--- Excerpt to read Enclosed Below ---
Appeals Court Gives Reprieve to Uber, Lyft

The ride-hailing giants will be allowed to continue treating their California drivers as independent contractors for a few more months.

A Lyft logo is installed next to an Uber sticker in Pittsburgh, Jan. 31, 2018.
A Lyft logo is installed next to an Uber sticker in Pittsburgh, Jan. 31, 2018.
AP Photo/Gene J. Puskar, File

BERKELEY, Calif. (AP) — An appeals court has allowed ride-hailing giants Uber and Lyft to continue treating their drivers as independent contractors in California in a decision that will give the two companies a few more months to protect their business models in a key market.

The stay pauses a lower-court ruling that was scheduled to take effect at midnight on Friday and would have forced Uber and Lyft to treat all their drivers as employees. The companies said that such a change in status would be impossible to accomplish overnight and would have saddled them with a financial burden difficult for them to shoulder while they are still struggling to turn a profit.

Lyft told riders and drivers in a Thursday blog post that it planned to discontinue providing rides in California just before midnight without a stay. Uber CEO Dara Khosrowshahi had repeatedly said its service would have no choice but to stop providing rides in California if the state's law goes into effect because the company can't just flip a switch and quickly hire about 50,000 drivers as employees.

A California shutdown would have dealt a staggering blow to Uber and Lyft at a time when both are still sustaining huge losses while the pandemic has scared off millions of riders who aren’t traveling as much or are worried about possible exposure to the novel coronavirus.
--- End of Enclosed Excerpt to read ---
--- Recorded data Enclosed Below ---
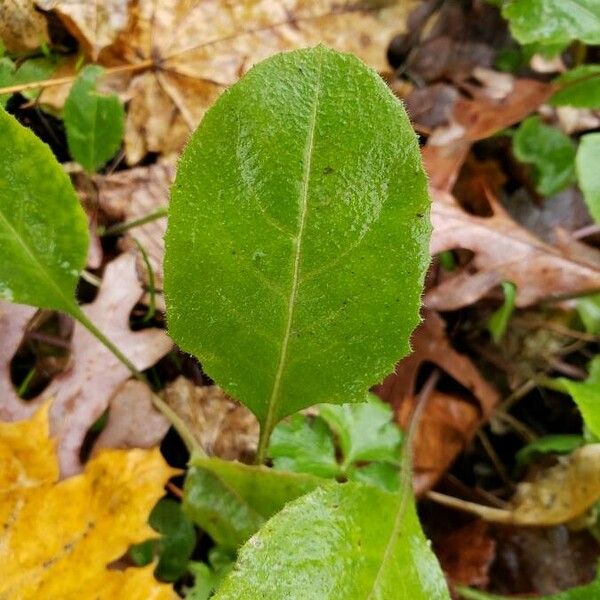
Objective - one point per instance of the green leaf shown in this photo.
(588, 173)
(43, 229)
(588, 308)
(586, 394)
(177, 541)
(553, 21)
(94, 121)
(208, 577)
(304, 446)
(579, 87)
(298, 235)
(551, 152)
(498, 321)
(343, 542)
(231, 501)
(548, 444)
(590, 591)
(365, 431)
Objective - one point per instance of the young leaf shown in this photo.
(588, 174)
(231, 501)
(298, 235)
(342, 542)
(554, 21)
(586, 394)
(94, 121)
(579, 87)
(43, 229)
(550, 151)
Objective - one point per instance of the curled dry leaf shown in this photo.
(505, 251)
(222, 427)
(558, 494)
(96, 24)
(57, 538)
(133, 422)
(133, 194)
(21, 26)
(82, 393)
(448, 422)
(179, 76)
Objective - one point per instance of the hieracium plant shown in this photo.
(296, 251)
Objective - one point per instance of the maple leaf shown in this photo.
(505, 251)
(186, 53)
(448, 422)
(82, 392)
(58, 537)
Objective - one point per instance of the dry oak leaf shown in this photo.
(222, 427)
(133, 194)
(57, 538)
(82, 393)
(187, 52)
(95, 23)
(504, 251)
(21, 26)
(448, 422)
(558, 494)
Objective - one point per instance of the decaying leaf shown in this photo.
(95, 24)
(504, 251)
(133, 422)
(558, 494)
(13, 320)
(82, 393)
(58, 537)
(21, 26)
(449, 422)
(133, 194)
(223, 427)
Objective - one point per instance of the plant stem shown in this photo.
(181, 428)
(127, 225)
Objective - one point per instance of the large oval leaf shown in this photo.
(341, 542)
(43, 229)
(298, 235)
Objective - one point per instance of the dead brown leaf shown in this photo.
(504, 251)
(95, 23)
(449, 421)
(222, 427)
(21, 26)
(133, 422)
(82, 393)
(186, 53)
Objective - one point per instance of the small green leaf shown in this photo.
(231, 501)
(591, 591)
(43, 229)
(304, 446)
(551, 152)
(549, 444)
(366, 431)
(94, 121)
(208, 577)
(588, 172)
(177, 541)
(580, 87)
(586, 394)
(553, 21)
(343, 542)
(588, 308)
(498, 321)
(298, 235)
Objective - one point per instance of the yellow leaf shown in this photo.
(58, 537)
--- End of Enclosed Recorded data ---
--- Recorded data Enclosed Below ---
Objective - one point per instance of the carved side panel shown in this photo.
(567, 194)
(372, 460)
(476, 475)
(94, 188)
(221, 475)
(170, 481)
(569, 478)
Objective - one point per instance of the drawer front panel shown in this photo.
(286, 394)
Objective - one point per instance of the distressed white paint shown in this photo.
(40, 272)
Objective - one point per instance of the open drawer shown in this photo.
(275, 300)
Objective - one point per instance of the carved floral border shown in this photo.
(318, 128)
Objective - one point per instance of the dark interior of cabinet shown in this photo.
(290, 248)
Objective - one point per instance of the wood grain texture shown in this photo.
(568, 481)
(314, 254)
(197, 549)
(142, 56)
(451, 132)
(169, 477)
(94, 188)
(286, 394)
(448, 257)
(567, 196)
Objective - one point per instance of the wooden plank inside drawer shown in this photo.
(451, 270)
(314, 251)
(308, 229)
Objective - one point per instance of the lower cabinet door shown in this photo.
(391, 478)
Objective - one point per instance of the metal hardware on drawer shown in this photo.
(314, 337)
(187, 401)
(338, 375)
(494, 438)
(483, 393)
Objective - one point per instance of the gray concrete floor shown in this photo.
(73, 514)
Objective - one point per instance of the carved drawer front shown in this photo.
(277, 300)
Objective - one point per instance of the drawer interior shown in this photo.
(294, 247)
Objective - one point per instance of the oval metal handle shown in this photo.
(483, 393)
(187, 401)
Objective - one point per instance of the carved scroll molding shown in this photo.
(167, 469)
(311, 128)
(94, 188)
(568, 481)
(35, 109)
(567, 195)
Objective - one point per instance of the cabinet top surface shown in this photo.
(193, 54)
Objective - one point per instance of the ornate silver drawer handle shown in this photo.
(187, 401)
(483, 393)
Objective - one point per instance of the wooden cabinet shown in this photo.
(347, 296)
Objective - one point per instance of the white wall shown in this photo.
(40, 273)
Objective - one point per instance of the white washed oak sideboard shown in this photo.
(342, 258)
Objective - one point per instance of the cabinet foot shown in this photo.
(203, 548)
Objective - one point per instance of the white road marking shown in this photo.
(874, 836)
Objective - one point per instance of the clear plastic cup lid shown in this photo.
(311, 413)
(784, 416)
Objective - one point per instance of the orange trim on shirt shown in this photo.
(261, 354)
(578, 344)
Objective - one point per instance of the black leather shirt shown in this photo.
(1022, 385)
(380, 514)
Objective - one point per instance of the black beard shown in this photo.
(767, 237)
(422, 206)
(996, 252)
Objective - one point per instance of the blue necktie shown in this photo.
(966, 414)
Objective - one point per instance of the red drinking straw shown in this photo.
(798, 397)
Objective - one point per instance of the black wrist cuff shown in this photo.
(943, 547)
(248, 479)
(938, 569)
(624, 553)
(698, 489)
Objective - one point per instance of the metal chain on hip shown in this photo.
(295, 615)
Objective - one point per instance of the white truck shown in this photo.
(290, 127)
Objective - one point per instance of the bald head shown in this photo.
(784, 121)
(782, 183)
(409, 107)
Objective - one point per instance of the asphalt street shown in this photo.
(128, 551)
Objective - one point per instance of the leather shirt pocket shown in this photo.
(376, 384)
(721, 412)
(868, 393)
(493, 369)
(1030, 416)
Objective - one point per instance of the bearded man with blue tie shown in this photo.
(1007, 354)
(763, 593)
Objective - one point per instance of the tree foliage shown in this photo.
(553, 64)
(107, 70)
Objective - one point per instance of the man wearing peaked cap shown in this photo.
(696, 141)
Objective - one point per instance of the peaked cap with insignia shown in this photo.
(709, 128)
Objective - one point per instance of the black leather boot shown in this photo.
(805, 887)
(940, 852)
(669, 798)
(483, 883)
--- End of Enclosed Recorded data ---
> _Exercises to complete_:
A – List every place name that appears in the article about Uber and Lyft, counting each place once.
B – From the article about Uber and Lyft, return the stretch from "Appeals Court Gives" through "few more months.".
C – In the article about Uber and Lyft, about how many drivers would Uber need to hire as employees?

> _Problem solutions_:
A – Pittsburgh, Berkeley, California

B –
Appeals Court Gives Reprieve to Uber, Lyft

The ride-hailing giants will be allowed to continue treating their California drivers as independent contractors for a few more months.

C – About 50,000 drivers.